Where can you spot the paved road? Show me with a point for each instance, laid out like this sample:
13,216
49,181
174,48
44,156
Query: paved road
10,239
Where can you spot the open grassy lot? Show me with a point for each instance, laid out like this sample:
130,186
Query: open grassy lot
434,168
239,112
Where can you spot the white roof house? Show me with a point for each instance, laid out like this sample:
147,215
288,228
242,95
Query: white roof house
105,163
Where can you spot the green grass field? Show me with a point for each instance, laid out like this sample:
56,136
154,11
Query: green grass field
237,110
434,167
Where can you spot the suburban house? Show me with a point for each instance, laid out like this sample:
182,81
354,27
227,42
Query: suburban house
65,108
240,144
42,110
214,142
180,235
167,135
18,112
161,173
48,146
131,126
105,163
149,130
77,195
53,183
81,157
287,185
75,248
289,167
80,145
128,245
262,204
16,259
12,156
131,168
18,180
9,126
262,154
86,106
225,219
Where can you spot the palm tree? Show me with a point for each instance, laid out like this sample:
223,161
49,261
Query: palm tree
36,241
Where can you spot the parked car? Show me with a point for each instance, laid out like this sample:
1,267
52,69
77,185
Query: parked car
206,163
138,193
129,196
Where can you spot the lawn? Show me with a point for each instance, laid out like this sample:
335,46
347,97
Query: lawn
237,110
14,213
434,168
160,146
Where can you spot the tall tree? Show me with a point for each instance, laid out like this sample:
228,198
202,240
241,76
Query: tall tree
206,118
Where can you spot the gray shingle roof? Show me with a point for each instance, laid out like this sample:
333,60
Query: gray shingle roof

============================================================

=== What is asked ===
Format the lines above as a JSON list of strings, one string per line, and leave out any blank lines.

=== Answer to this exercise ===
[
  "Where can you spot the paved road? Show me with a point for each instance, laid out like this sample:",
  "13,216",
  "49,181",
  "174,48",
  "44,156",
  "Query: paved road",
  "10,239",
  "Where can you spot the open grassy lot? Show me with a point for each instance, laid out like this sample:",
  "130,186",
  "Query: open grassy lot",
  "434,168",
  "239,112",
  "Where can you spot the white roof house? Show me with a point for each instance, laid out like this sample:",
  "147,215",
  "288,228",
  "242,95",
  "Query: white roof house",
  "105,163",
  "Where can you spot the green grass field? Show me with a point for each instance, laid out like this sample:",
  "56,136",
  "154,11",
  "Query: green grass field",
  "237,110",
  "434,167",
  "Where can you spot the suburban house? Show me with a point for each instance, laid out like this sample:",
  "182,81",
  "354,27",
  "227,42",
  "Query: suburban house",
  "65,108",
  "240,144",
  "42,110",
  "214,142",
  "180,235",
  "167,135",
  "18,112",
  "161,173",
  "48,146",
  "131,126",
  "105,163",
  "149,130",
  "77,195",
  "53,183",
  "81,157",
  "287,185",
  "75,248",
  "289,167",
  "80,145",
  "128,245",
  "262,204",
  "16,259",
  "12,156",
  "131,168",
  "18,180",
  "9,126",
  "262,154",
  "86,106",
  "225,219",
  "Where can you spot the palm tree? Show me with a point for each instance, laid out like this sample:",
  "223,161",
  "49,261",
  "Query: palm tree",
  "36,241",
  "Where can you spot the parked car? Show me with a point for each instance, laid out like this sample:",
  "1,267",
  "52,69",
  "77,185",
  "Query: parked car",
  "206,163",
  "138,193",
  "129,196",
  "Where can you spot the lawn? Show me with a point for each instance, laid out like this sample:",
  "335,46",
  "347,97",
  "Query: lawn",
  "237,110",
  "14,213",
  "434,168",
  "160,146",
  "Where can you spot the tall tree? Show me with a point for each instance, laid out like this sample:",
  "228,198",
  "202,240",
  "241,76",
  "Query: tall tree",
  "206,118",
  "Where can you spot the gray shingle roof? Show me with a point for each instance, laid out like this sample:",
  "333,60",
  "Query: gray shingle roof"
]